START DATASET

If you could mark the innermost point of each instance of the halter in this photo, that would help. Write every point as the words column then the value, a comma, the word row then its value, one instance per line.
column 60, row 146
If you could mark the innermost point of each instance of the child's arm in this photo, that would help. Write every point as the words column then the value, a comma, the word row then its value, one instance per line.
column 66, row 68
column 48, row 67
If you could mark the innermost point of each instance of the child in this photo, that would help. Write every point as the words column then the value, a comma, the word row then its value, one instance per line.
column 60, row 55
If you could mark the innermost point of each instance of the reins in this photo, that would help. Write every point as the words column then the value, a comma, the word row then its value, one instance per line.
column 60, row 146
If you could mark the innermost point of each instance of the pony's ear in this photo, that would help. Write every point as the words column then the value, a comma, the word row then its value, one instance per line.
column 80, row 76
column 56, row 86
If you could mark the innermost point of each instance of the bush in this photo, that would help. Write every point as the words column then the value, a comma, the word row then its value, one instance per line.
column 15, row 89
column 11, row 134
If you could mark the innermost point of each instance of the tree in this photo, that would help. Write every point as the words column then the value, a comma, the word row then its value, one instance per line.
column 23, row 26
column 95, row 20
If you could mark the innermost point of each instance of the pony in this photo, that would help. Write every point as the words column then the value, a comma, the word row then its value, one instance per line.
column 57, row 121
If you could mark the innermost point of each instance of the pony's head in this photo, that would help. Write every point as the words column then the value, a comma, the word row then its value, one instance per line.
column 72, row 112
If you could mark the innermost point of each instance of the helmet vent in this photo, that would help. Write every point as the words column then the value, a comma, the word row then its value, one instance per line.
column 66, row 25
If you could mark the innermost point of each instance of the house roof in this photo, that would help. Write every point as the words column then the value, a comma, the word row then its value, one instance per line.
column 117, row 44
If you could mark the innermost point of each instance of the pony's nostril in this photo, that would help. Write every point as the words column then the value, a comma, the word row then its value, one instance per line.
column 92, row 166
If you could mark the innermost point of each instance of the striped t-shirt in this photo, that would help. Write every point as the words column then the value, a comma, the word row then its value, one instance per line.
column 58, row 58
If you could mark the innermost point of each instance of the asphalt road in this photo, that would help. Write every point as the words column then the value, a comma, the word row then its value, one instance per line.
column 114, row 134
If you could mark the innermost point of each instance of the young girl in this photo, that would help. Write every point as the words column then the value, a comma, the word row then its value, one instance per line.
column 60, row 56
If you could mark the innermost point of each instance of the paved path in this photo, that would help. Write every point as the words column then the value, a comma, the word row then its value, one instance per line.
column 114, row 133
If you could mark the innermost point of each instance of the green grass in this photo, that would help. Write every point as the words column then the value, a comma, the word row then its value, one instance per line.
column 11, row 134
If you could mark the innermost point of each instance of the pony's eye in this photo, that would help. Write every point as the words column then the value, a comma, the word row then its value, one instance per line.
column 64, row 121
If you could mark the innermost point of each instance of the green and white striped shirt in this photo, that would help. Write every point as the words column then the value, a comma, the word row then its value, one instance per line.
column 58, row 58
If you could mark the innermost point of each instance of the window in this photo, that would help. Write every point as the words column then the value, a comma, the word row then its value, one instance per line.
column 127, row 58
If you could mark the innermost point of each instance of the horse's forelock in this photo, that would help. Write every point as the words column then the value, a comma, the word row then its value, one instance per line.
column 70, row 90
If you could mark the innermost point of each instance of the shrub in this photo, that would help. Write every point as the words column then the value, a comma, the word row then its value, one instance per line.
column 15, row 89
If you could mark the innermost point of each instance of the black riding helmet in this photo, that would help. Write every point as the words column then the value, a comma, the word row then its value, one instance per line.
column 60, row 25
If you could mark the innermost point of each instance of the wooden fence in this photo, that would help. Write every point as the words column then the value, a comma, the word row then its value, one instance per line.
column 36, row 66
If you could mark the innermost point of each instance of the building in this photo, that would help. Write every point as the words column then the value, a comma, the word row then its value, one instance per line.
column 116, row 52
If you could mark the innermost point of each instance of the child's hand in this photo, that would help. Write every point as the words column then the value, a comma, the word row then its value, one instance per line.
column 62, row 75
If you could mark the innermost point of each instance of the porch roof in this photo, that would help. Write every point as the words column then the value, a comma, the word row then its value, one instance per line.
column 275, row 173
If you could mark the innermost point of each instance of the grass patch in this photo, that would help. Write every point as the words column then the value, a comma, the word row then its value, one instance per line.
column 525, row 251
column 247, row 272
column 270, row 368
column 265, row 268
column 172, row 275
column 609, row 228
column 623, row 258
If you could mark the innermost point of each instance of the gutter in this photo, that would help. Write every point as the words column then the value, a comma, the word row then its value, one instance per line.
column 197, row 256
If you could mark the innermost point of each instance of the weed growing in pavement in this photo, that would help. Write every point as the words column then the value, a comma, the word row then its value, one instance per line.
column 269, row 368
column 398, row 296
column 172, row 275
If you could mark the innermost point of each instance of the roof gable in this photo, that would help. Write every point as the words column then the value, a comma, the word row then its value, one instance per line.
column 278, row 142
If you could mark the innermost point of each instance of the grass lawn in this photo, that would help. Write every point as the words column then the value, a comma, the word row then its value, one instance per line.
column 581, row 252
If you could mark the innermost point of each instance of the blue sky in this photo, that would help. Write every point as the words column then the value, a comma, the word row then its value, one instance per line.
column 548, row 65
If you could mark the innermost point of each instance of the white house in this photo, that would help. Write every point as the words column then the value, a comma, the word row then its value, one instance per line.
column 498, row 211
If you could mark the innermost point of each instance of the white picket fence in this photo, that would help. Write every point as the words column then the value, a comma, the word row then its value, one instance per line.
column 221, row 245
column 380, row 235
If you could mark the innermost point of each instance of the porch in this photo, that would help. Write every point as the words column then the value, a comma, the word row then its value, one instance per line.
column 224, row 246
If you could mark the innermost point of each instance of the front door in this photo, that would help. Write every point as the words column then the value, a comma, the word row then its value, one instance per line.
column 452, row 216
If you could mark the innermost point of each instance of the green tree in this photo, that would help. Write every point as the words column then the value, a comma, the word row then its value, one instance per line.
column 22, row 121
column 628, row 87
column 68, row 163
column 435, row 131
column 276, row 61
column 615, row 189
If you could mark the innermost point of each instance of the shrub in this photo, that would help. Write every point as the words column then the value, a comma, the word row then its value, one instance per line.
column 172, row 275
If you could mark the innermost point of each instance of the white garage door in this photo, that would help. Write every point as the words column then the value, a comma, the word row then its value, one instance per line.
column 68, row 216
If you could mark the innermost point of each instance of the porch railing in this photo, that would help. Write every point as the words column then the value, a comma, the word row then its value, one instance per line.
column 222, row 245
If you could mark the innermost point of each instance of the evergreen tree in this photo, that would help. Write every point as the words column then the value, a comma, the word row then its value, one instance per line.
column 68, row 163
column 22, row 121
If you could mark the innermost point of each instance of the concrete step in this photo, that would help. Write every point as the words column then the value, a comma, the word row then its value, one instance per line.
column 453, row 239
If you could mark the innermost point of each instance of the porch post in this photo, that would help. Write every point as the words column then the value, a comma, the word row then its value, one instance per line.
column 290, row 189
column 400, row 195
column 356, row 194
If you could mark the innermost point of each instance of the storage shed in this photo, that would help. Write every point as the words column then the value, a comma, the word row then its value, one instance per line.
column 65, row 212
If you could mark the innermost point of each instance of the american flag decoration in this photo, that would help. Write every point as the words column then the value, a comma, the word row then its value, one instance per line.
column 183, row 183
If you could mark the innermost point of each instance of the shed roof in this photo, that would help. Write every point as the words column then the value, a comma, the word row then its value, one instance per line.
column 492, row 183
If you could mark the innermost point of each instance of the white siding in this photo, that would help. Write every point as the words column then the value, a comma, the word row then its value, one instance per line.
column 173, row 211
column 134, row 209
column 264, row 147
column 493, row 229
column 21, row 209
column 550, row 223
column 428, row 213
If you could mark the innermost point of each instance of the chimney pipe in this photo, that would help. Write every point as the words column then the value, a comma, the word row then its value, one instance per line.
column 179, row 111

END DATASET

**INSTRUCTIONS TO FOLLOW:** Output an exact copy of each record.

**ANSWER FOR THE TASK:**
If you could mark the innermost point of each instance of the halter in this photo, that would help. Write every point as the words column then the value, a comma, the word row then its value, one instance per line.
column 60, row 146
If you could mark the innermost point of each instance of the child's arm in this photo, that would help. Write every point as the words column then the value, a comma, the word row then its value, one instance per line.
column 66, row 68
column 48, row 67
If you could mark the innermost point of each instance of the child in this photo, that would help. Write every point as the words column then the value, a comma, the word row then its value, one instance per line.
column 60, row 55
If you could mark the innermost point of each instance of the reins in this photo, that would help. Write every point as the words column then the value, a comma, the word row then its value, one instance per line.
column 60, row 146
If you could mark the innermost point of each instance of the pony's ear in this photo, that would help. Write every point as the words column then the value, a comma, the word row then its value, one instance per line.
column 80, row 76
column 56, row 86
If you could mark the innermost point of each instance of the bush in this photo, that would help. Write every point as the words column then the value, a comma, the word row then its value, one instance per line.
column 15, row 89
column 11, row 134
If you could mark the innermost point of each instance of the tree in this photo, that would help. Write every point as the words column then the value, a comma, the word row then its value, one instance per line.
column 23, row 26
column 95, row 20
If you could mark the innermost point of each instance of the pony in this photo, that would help. Write every point as the words column then the value, a comma, the word row then its value, one instance per line.
column 57, row 121
If you could mark the innermost point of each instance of the pony's head in this photo, that would help. Write every point as the words column then the value, a comma, the word row then its value, one instance per line.
column 72, row 112
If you could mark the innermost point of each instance of the helmet vent in this photo, that would help. Write every point as the words column then the value, a comma, the word row then its value, one instance per line.
column 66, row 25
If you could mark the innermost point of each instance of the house roof in this photo, that would help. Write every point as the words column then the value, a comma, the word row then its value, one instance per line.
column 117, row 44
If you could mark the innermost point of each instance of the pony's nostril in this photo, that would help. Write every point as the words column then the value, a comma, the word row then its value, one instance per line.
column 92, row 166
If you could mark the innermost point of each instance of the striped t-shirt in this photo, that would help. Write every point as the words column then the value, a comma, the word row then its value, one instance per line.
column 58, row 58
If you could mark the innermost point of each instance of the asphalt road in this photo, that would help. Write every point as the words column then the value, a comma, the word row then its value, one instance per line.
column 114, row 134
If you could mark the innermost point of each instance of the young girl in this photo, that would help. Write every point as the words column then the value, a comma, the word row then its value, one instance per line.
column 60, row 56
If you could mark the innermost point of each instance of the paved path in this photo, that would help. Write every point as the words column then the value, a comma, the word row then its value, one instance per line.
column 114, row 133
If you could mark the innermost point of each instance of the green grass in this photo, that would help. Write every point as the words column then the value, a comma, the word row then its value, one instance per line.
column 11, row 134
If you could mark the innermost point of each instance of the pony's eye in this photo, that would help. Write every point as the words column then the value, a comma, the word row then its value, one instance per line.
column 64, row 121
If you could mark the innermost point of each instance of the green and white striped shirt in this photo, that would help. Write every point as the words column then the value, a comma, the word row then its value, one instance per line.
column 58, row 58
If you could mark the innermost point of each instance of the window in this photo, that would help. Write every point as the words column then the value, a comma, the word row then its value, one instance per line.
column 127, row 58
If you could mark the innermost point of each instance of the horse's forelock in this photo, that would help. Write every point as the words column then the value, a comma, the word row then its value, one instance per line.
column 70, row 90
If you could mark the innermost point of each instance of the shrub in this photo, that would help. Write every point as the words column then the value, a comma, the word row then its value, one instance per line.
column 15, row 89
If you could mark the innermost point of each instance of the black riding helmet in this photo, that would help. Write every point as the words column then the value, a comma, the word row then its value, one instance per line.
column 60, row 25
If you could mark the innermost point of each instance of the wooden fence in this photo, that would help. Write every point as the words column then the value, a comma, the word row then its value, one instance per line.
column 36, row 66
If you could mark the innermost point of each instance of the building in this photo, that would help. Write every point as the words column then the value, a comma, the word row then its value, one instance per line.
column 116, row 52
If you could mark the innermost point of each instance of the child's hand in this photo, that would help. Write every point as the words column then the value, a comma, the word row then its value, one instance per line.
column 62, row 75
If you could mark the innermost point of each instance of the porch roof in this photo, that would help. Write every point as the words column then the value, a comma, the word row then its value, one instance per line.
column 275, row 173
If you could mark the innermost point of each instance of the grass patch in this photo, that would help. Write every point as the words column then the value, a comma, the word row then its value, one instance per line.
column 525, row 251
column 247, row 272
column 270, row 368
column 265, row 268
column 172, row 275
column 609, row 228
column 623, row 258
If you could mark the innermost point of each instance of the gutter in this photo, that would help. Write every point as the words column then the value, a comma, the word row then its value, one instance per line.
column 197, row 256
If you could mark the innermost point of each instance of the weed growing in pavement in this photo, that would help. Write every point as the words column then the value, a comma, the word row then its value, one instance per line.
column 269, row 368
column 398, row 296
column 172, row 275
If you could mark the innermost point of each instance of the roof gable in this photo, that would help. Write every point as the words column then the value, a comma, the word row then its value, one instance per line.
column 278, row 142
If you could mark the innermost point of each instance of the grass lawn in this photo, that would help. Write every point as the words column then the value, a comma, the word row then its value, one instance per line.
column 581, row 252
If you could mark the innermost point of each instance of the blue sky in this photo, that would help. Write every point as the words column then the value, a comma, the word row then its value, one instance per line.
column 548, row 65
If you could mark the innermost point of each instance of the white house in this photo, that would help. Write every point as the words column then the value, a comma, the word row then its value, one instance per line.
column 498, row 211
If you could mark the innermost point of each instance of the white picket fence in this photo, that would help. Write every point as the words column then the value, a comma, the word row then its value, one instance per line.
column 221, row 245
column 380, row 235
If you could mark the innermost point of each instance of the porch in this photo, that would help. Write every point as the words column then the value, a comma, the word row then its value, one instance per line.
column 224, row 246
If you could mark the innermost point of each instance of the front door in this photo, that would help. Write every point as the words column then the value, a comma, the word row then its value, one instance per line.
column 452, row 216
If you could mark the innermost point of each instance of the green tree in this photo, that would help. Write every point as the words column then the value, a comma, the word row then its value, one instance per line.
column 22, row 121
column 628, row 87
column 68, row 163
column 435, row 131
column 276, row 61
column 615, row 189
If you could mark the innermost point of each instance of the shrub in this photo, that would help. Write every point as the words column then the value, a comma, the word row then its value, one instance per line.
column 172, row 275
If you could mark the innermost point of each instance of the white garage door in this photo, that would help. Write every point as the words column then the value, a comma, the word row then its value, one instance per line.
column 68, row 216
If you could mark the innermost point of each instance of the porch railing in this photo, that would help. Write every point as the words column then the value, a comma, the word row then its value, one instance per line.
column 222, row 245
If you could mark the innermost point of each instance of the evergreen tree in this photo, that would help. Write every point as the words column then the value, a comma, the word row then its value, one instance per line.
column 68, row 163
column 22, row 121
If you could mark the innermost point of each instance of the concrete step in this photo, that would help. Write every point as the words column then the value, a comma, the word row then its value, one instance per line.
column 453, row 239
If you could mark the innermost point of each instance of the porch post in this photo, that would help. Write every point as the words column then the value, a comma, the word row then its value, one instance per line.
column 290, row 189
column 400, row 195
column 356, row 194
If you could mark the innermost point of each instance of the storage shed in this photo, that would help. Write every point as the words column then the value, a comma, the word row then its value, one instance per line.
column 65, row 212
If you could mark the innermost point of each instance of the american flag decoration in this photo, that would help. Write every point as the words column then the value, a comma, the word row then its value, one instance per line.
column 183, row 183
If you could mark the innermost point of each instance of the shed roof in this photo, that would help. Write every point as the words column then the value, a comma, the word row then its value, one instance per line.
column 492, row 183
If you could mark the innermost point of each instance of the white siding in this photo, that would help. Write every point as the words column then the value, a comma, the word row then its value, one instance per line.
column 173, row 211
column 134, row 209
column 264, row 147
column 493, row 229
column 21, row 209
column 550, row 223
column 428, row 213
If you could mark the innermost point of each instance of the chimney pipe in this photo, that would help. Write every point as the words column then the value, a comma, the word row then its value, one instance per line.
column 179, row 111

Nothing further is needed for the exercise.